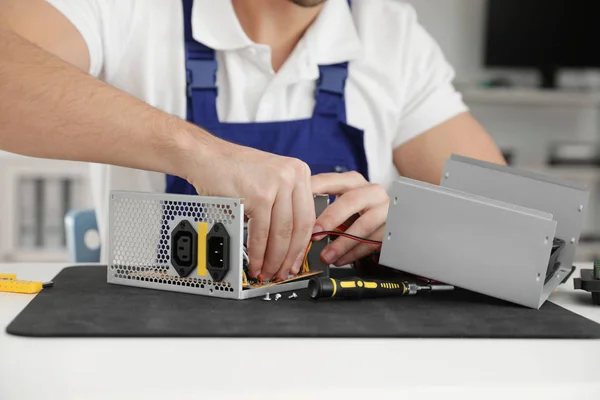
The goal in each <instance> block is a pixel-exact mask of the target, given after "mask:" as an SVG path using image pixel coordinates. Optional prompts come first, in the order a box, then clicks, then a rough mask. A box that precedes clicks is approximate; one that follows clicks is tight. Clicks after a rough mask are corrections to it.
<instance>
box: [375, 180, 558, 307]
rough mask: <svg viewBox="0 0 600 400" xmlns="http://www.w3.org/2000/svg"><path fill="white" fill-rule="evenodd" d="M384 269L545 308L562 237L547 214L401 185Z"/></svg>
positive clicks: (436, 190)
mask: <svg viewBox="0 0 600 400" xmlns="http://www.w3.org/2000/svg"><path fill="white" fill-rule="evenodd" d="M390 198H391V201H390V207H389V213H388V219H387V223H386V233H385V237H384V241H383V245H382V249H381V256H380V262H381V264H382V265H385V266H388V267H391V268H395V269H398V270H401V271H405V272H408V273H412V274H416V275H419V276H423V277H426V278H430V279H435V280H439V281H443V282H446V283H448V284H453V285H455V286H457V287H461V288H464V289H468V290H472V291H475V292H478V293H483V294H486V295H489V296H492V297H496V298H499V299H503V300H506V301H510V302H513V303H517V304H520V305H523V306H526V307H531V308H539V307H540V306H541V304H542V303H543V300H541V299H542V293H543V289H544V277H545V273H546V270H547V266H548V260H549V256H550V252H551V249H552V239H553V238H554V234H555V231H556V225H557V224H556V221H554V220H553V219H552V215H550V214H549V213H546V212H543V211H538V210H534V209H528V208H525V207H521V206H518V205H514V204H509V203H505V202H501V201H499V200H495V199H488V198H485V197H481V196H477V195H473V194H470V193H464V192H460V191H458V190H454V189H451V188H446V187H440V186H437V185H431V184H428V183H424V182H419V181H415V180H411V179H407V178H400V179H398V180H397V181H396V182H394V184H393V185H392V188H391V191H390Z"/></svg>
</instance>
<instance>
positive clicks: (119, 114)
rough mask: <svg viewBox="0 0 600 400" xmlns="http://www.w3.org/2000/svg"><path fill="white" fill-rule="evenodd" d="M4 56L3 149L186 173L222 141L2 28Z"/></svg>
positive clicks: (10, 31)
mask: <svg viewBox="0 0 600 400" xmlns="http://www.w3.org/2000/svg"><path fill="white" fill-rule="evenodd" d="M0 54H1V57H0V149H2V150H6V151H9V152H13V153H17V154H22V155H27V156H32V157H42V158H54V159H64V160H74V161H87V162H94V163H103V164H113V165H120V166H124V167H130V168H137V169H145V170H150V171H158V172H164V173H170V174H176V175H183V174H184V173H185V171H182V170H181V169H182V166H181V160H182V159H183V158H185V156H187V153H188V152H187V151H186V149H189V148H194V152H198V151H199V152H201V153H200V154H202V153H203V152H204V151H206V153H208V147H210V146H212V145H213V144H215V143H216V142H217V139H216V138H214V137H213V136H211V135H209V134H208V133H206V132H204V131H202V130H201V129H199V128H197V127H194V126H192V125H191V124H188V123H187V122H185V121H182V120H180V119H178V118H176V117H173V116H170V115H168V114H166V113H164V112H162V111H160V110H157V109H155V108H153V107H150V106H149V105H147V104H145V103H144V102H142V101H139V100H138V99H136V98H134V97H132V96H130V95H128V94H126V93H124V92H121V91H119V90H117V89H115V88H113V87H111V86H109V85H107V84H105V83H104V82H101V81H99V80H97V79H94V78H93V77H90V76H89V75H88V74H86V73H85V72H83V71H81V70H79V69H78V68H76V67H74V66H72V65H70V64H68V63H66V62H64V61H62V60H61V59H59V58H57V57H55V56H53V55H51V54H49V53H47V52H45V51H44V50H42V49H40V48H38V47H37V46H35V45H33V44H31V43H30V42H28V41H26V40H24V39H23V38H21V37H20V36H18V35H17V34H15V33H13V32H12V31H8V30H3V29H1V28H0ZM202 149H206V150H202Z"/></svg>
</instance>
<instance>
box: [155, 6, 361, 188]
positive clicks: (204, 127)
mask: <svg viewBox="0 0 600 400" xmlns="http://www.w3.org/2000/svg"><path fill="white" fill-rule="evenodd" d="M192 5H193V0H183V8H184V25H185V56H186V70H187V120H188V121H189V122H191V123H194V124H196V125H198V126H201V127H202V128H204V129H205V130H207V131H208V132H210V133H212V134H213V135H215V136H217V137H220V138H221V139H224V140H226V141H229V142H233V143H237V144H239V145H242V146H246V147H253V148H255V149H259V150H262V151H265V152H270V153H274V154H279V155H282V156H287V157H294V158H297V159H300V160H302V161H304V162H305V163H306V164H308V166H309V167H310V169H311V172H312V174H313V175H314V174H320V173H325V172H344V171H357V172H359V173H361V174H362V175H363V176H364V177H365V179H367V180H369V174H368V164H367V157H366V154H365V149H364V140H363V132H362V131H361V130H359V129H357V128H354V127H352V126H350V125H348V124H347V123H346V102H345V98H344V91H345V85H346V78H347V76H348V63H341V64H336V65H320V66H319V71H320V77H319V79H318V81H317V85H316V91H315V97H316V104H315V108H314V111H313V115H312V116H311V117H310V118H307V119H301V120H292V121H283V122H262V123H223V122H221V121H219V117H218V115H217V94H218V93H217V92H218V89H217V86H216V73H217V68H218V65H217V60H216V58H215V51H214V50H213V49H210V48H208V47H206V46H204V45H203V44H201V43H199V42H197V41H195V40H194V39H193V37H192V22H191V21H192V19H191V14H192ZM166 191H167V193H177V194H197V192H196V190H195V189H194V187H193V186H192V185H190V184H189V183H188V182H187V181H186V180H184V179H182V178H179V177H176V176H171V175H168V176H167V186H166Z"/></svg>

* Requirement *
Every line of the material must be reproduced verbatim; the pictures are to be omitted.

* Answer to this task *
The goal in each <instance> block is a pixel-exact mask of the target, given after "mask:" as an SVG path using image pixel coordinates. Optional prompts come first, in the order a box, then clicks, then a rough mask. A box that precedes clicks is approximate; one that follows clicks is tight. Clicks after a rough mask are corrections to it.
<instance>
box: [375, 180, 558, 307]
rough mask: <svg viewBox="0 0 600 400" xmlns="http://www.w3.org/2000/svg"><path fill="white" fill-rule="evenodd" d="M384 269L545 308L562 237L547 214L401 185Z"/></svg>
positive clicks: (436, 190)
mask: <svg viewBox="0 0 600 400" xmlns="http://www.w3.org/2000/svg"><path fill="white" fill-rule="evenodd" d="M390 198H391V201H390V207H389V213H388V219H387V223H386V233H385V237H384V241H383V245H382V249H381V256H380V262H381V264H382V265H385V266H388V267H391V268H395V269H398V270H401V271H405V272H408V273H412V274H416V275H419V276H423V277H426V278H430V279H435V280H439V281H443V282H446V283H448V284H453V285H455V286H457V287H461V288H464V289H468V290H472V291H475V292H478V293H483V294H486V295H489V296H492V297H496V298H499V299H503V300H506V301H510V302H513V303H517V304H520V305H523V306H526V307H531V308H539V307H540V306H541V304H542V303H543V300H541V299H542V293H543V289H544V277H545V273H546V270H547V266H548V260H549V256H550V252H551V249H552V239H553V238H554V234H555V231H556V225H557V224H556V221H554V220H553V219H552V215H550V214H549V213H546V212H543V211H538V210H534V209H528V208H525V207H521V206H518V205H514V204H509V203H505V202H501V201H499V200H495V199H488V198H485V197H481V196H477V195H473V194H470V193H464V192H460V191H458V190H454V189H451V188H446V187H440V186H437V185H431V184H428V183H424V182H419V181H415V180H411V179H407V178H400V179H398V180H397V181H396V182H394V184H393V185H392V188H391V191H390Z"/></svg>
</instance>
<instance>
positive clicks: (119, 114)
rough mask: <svg viewBox="0 0 600 400" xmlns="http://www.w3.org/2000/svg"><path fill="white" fill-rule="evenodd" d="M4 56L3 149L186 173L222 141L2 28Z"/></svg>
positive clicks: (10, 31)
mask: <svg viewBox="0 0 600 400" xmlns="http://www.w3.org/2000/svg"><path fill="white" fill-rule="evenodd" d="M0 54H1V57H0V149H2V150H6V151H9V152H13V153H17V154H22V155H27V156H32V157H42V158H54V159H64V160H74V161H87V162H94V163H103V164H113V165H120V166H124V167H130V168H137V169H145V170H150V171H158V172H164V173H170V174H176V175H183V174H184V173H185V171H182V170H181V169H182V166H181V160H182V159H183V158H185V156H187V153H188V152H187V151H186V149H189V148H194V152H198V151H199V152H201V153H200V154H202V153H203V152H204V151H206V153H208V147H210V146H212V145H213V144H215V143H216V142H217V139H216V138H214V137H213V136H211V135H209V134H208V133H206V132H204V131H202V130H201V129H199V128H197V127H194V126H192V125H191V124H188V123H187V122H185V121H182V120H180V119H178V118H176V117H173V116H170V115H168V114H166V113H164V112H162V111H160V110H157V109H155V108H153V107H150V106H149V105H147V104H145V103H144V102H142V101H139V100H138V99H136V98H134V97H132V96H130V95H128V94H126V93H124V92H121V91H119V90H117V89H115V88H113V87H111V86H109V85H107V84H105V83H104V82H101V81H99V80H97V79H94V78H93V77H90V76H89V75H88V74H86V73H85V72H83V71H81V70H79V69H78V68H76V67H74V66H72V65H70V64H68V63H66V62H64V61H62V60H61V59H59V58H57V57H55V56H53V55H51V54H49V53H47V52H45V51H44V50H42V49H40V48H38V47H37V46H35V45H33V44H31V43H30V42H28V41H26V40H24V39H23V38H21V37H20V36H18V35H17V34H15V33H13V32H12V31H8V30H3V29H1V28H0ZM202 149H206V150H202Z"/></svg>
</instance>
<instance>
box: [155, 6, 361, 188]
positive clicks: (204, 127)
mask: <svg viewBox="0 0 600 400" xmlns="http://www.w3.org/2000/svg"><path fill="white" fill-rule="evenodd" d="M192 5H193V0H183V8H184V25H185V56H186V70H187V120H188V121H189V122H191V123H194V124H196V125H198V126H201V127H202V128H204V129H205V130H207V131H208V132H210V133H212V134H213V135H215V136H217V137H220V138H221V139H224V140H226V141H229V142H233V143H237V144H239V145H242V146H246V147H253V148H255V149H259V150H262V151H265V152H270V153H274V154H279V155H282V156H287V157H294V158H297V159H300V160H302V161H304V162H305V163H306V164H308V166H309V167H310V169H311V172H312V174H313V175H314V174H320V173H325V172H344V171H357V172H359V173H361V174H362V175H363V176H364V177H365V179H367V180H369V174H368V164H367V157H366V154H365V149H364V140H363V132H362V131H361V130H359V129H357V128H354V127H352V126H350V125H348V124H347V123H346V102H345V98H344V91H345V85H346V78H347V76H348V63H341V64H336V65H320V66H319V71H320V77H319V79H318V81H317V85H316V91H315V97H316V104H315V108H314V111H313V115H312V116H311V117H310V118H307V119H301V120H292V121H283V122H262V123H223V122H221V121H219V117H218V115H217V94H218V93H217V92H218V89H217V86H216V73H217V68H218V65H217V60H216V58H215V51H214V50H213V49H210V48H208V47H206V46H204V45H203V44H201V43H199V42H197V41H195V40H194V39H193V37H192V22H191V21H192V19H191V14H192ZM166 191H167V193H177V194H197V192H196V190H195V189H194V187H193V186H192V185H190V184H189V183H188V182H187V181H186V180H184V179H182V178H179V177H176V176H171V175H168V176H167V186H166Z"/></svg>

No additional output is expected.